Excluding images, repeat the data exactly as given.

Supplied information section start

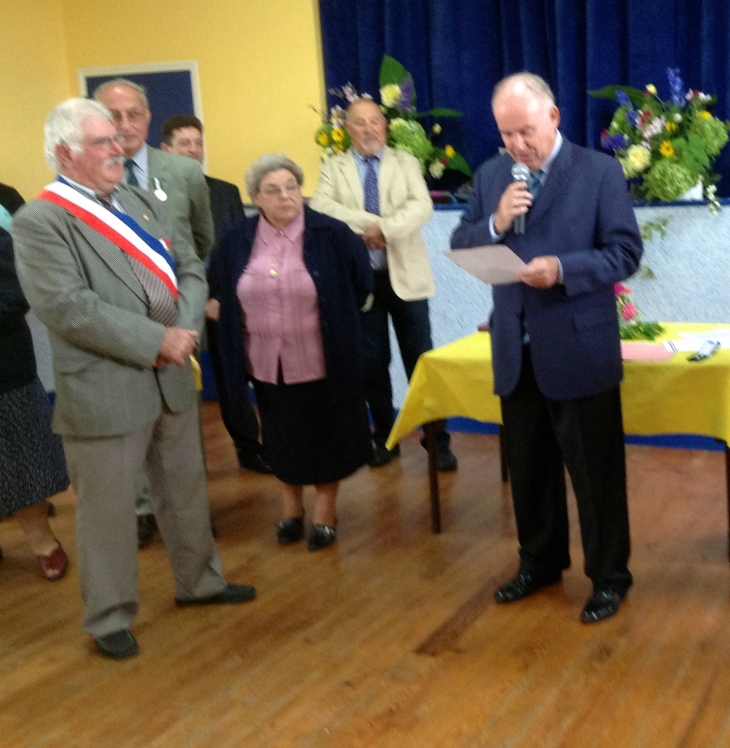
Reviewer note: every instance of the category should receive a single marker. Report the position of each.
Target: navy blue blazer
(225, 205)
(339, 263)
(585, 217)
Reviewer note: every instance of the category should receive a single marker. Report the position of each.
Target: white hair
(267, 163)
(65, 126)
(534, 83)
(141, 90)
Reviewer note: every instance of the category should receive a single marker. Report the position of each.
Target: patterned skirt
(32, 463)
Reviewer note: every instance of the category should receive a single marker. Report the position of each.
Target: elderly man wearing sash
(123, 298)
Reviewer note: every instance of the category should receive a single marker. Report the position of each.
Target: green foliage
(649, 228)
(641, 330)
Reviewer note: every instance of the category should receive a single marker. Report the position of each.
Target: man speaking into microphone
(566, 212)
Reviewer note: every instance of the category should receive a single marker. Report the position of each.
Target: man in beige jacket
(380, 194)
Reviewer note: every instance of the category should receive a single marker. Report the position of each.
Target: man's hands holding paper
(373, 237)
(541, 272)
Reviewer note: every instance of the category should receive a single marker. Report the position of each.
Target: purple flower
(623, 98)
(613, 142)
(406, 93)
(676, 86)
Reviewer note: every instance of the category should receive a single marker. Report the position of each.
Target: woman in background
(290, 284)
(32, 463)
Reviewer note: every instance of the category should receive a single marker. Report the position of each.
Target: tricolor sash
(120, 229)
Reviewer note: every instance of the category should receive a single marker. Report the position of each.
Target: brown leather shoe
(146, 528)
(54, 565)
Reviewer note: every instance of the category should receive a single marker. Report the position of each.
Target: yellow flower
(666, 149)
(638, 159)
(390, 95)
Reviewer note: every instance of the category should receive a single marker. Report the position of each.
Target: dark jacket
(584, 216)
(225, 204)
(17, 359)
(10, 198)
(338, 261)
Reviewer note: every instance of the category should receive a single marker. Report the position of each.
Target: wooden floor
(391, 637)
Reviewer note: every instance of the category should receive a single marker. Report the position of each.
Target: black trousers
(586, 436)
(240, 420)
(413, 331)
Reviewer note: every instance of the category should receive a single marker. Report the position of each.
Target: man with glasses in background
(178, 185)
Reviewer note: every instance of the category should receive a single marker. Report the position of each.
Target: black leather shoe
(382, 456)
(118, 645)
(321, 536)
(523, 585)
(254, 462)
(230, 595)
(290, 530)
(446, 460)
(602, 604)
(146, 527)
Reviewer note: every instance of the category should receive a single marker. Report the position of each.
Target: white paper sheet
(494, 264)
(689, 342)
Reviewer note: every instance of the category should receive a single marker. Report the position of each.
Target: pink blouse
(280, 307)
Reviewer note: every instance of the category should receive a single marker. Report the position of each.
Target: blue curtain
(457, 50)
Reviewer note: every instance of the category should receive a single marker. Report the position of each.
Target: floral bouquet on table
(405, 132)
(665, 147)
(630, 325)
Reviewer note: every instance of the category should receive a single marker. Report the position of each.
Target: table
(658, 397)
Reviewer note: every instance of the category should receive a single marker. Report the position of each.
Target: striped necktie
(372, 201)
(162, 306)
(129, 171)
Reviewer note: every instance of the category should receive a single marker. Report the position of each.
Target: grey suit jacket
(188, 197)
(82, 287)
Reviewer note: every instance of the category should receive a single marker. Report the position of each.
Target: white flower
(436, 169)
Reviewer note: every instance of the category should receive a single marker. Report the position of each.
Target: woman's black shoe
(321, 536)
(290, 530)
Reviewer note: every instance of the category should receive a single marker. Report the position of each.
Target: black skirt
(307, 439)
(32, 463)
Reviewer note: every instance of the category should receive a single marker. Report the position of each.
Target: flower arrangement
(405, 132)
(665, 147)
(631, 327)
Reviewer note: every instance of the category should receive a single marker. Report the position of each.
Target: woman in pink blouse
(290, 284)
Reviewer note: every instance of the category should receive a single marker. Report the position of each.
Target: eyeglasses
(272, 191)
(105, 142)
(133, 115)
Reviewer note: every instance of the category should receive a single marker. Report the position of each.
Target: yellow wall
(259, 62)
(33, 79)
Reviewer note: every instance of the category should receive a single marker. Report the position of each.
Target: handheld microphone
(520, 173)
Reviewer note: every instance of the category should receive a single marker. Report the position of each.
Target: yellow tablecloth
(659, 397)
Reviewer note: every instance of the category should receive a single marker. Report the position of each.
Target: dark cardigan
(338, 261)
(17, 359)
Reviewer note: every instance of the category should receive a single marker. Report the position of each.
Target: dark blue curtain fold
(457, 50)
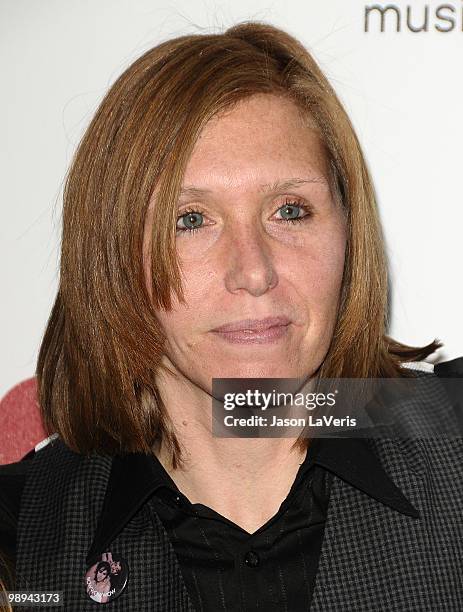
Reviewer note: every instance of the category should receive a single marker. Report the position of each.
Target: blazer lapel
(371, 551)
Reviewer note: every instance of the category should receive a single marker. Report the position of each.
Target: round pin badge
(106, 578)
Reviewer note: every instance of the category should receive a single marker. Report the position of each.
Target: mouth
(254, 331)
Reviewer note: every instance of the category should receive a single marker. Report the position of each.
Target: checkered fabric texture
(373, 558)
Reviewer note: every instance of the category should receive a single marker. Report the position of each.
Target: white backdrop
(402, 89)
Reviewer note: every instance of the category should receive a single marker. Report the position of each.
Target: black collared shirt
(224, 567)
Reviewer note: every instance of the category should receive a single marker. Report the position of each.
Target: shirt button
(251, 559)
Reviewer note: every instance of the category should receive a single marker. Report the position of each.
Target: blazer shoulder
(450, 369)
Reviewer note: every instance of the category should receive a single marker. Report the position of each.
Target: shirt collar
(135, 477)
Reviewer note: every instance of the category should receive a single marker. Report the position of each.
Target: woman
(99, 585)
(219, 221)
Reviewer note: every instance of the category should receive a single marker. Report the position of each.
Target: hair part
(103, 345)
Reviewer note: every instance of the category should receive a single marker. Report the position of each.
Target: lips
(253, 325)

Supplied information section end

* **Answer space**:
Reviewer note: every instance of the category should receive a single marker. Report the position of each.
Target: navy blue blazer
(225, 205)
(339, 263)
(585, 217)
Reviewer note: every instance of the category should receive a single marker. Report the position of each.
Target: white hair
(267, 163)
(65, 126)
(534, 83)
(141, 90)
Reviewer note: every instance of the category should receive a single marker. Report the position of each.
Target: patterned skirt
(32, 463)
Reviewer note: every instance of the category should receive a single marker. Report the position of each.
Target: elderly man wearing sash
(123, 298)
Reviewer note: every instance of the category should receive a single marker. Report the position of each.
Target: green foliage
(649, 228)
(641, 330)
Reviewer note: every instance of the category should receive a single marker. Report the position of each.
Target: man speaking into microphone
(566, 212)
Reviewer note: every instance of the category should receive a single marker. Report the position of each.
Target: man in beige jacket
(380, 194)
Reviewer note: every instance of the category should receive a single marker. Report the position of each.
Target: man's hands holding paper
(373, 237)
(541, 272)
Reviewer note: every instance of the category should receive a single marker. Report the position of each.
Target: purple flower
(623, 98)
(613, 142)
(406, 93)
(676, 86)
Reviewer note: every instance of the category should receive a single marker. Report the position of each.
Target: woman in background
(290, 284)
(32, 463)
Reviewer note: every instance of the category should receive a single marker. Report the position of each.
Target: tricolor sash
(120, 229)
Reviewer note: every instance of the category should receive a single marker. Report the position of each.
Target: brown leather shoe
(146, 528)
(54, 565)
Reviewer note: every instance of the category should receive a single marker. Report the position of each.
Target: yellow flower
(666, 149)
(638, 159)
(390, 95)
Reviewer note: every instance of the category should receive a single marker. Report the position of each.
Target: dark jacket
(584, 216)
(225, 204)
(17, 359)
(10, 198)
(338, 261)
Reviewer note: every instance of the category should receive a single marker. Report the position of each.
Target: wooden floor
(391, 637)
Reviewer note: every instance of the category should receive a single marker. Report the position of each.
Target: black trousers
(586, 436)
(240, 420)
(413, 331)
Reviewer note: every instance of the category should receive a single marker. Report the position of each.
Target: man with glasses in background
(178, 185)
Reviewer note: every instance of the category should receive a single marker. Report the position of each.
Target: black leather shoe
(382, 456)
(118, 645)
(321, 536)
(523, 585)
(254, 462)
(230, 595)
(290, 530)
(446, 460)
(602, 604)
(146, 527)
Reviewer note: every instance of the category should receive a single marker. Report the position of each.
Target: white paper sheet
(494, 264)
(689, 342)
Reviewer note: every instance of the category should receive a single marker. Report the position of each.
Target: pink blouse
(280, 307)
Reviewer note: every instance of the category should receive a single marker. Report the position of each.
Target: blue curtain
(457, 50)
Reviewer note: every instance of the category should receive a single marker. Report the position of each.
Target: floral bouquet on table
(405, 132)
(665, 147)
(630, 325)
Reviewer note: every instance of the category should receive a single marker. Report the position of each.
Target: table
(658, 397)
Reviewer note: every instance of the category should receive a single marker. Report the position of each.
Target: striped necktie
(372, 201)
(162, 306)
(129, 171)
Reviewer note: every instance of the category should receive a single marker. Report the position of each.
Target: grey suit jacket
(188, 197)
(82, 287)
Reviewer note: every instance of the category should receive a single marker. Report the position of each.
Target: white flower
(436, 169)
Reviewer note: every instance of the category should receive a single marker. Report the position of each.
Target: woman's black shoe
(321, 536)
(290, 530)
Reviewer note: every instance of the category should receive a single marker. Report the position of each.
Target: black skirt
(307, 439)
(32, 463)
Reviewer note: every instance of the category should receive a single marker. Report the position of each.
Target: flower arrangement
(405, 132)
(665, 147)
(631, 327)
Reviewer note: every instance of the category should receive a single marker. Report the position of each.
Target: woman in pink blouse
(290, 284)
Reviewer note: every instance of the category should receive a single marker. Report the position of each.
Target: eyeglasses
(272, 191)
(105, 142)
(133, 115)
Reviewer note: every instance of the category should receive a single marker. Report the position of each.
Target: yellow wall
(259, 62)
(33, 79)
Reviewer note: every instance of the category should receive a single marker. Report the position of each.
Target: handheld microphone
(520, 173)
Reviewer note: every instance of the category should receive a single marker. Report the position of each.
Target: yellow tablecloth
(659, 397)
Reviewer note: every instance of the category should receive a single marker. Report the position of each.
Target: dark cardigan
(338, 261)
(17, 359)
Reviewer note: every instance of the category should receive a single marker. Report the position of each.
Target: dark blue curtain fold
(457, 50)
Reviewer note: every instance of the category should receive a single marker. Report the position of each.
Target: blazer lapel
(371, 551)
Reviewer note: every instance of the category should receive a single marker. Report the position of each.
Target: round pin badge
(106, 578)
Reviewer note: every instance of the category should receive a single marker. Report the position of each.
Target: mouth
(254, 331)
Reviewer note: every instance of the category should receive a single marker. Report the position of each.
Target: checkered fabric texture
(373, 558)
Reviewer note: every instance of the category should receive a single marker. Report the position of each.
Target: white backdrop
(402, 89)
Reviewer note: every instance of the category should receive a single marker. Report the position of each.
Target: black collared shirt
(224, 567)
Reviewer note: every instance of the category should receive a single marker. Report the position of each.
Target: shirt button
(251, 559)
Reviewer note: every instance of the category should receive a single marker. Report the position of each.
Target: blazer shoulder
(450, 369)
Reviewer note: every instance of the category should receive a single marker. Report the position of each.
Target: shirt collar
(135, 477)
Reviewer note: every instance of the category should receive a single marker. Report the position of each.
Target: woman
(99, 585)
(219, 221)
Reviewer note: every instance of the category should receive a single marker. Report the position of each.
Target: hair part
(103, 345)
Reviewer note: every instance of the category should receive a single marker. Report the position of each.
Target: lips
(253, 325)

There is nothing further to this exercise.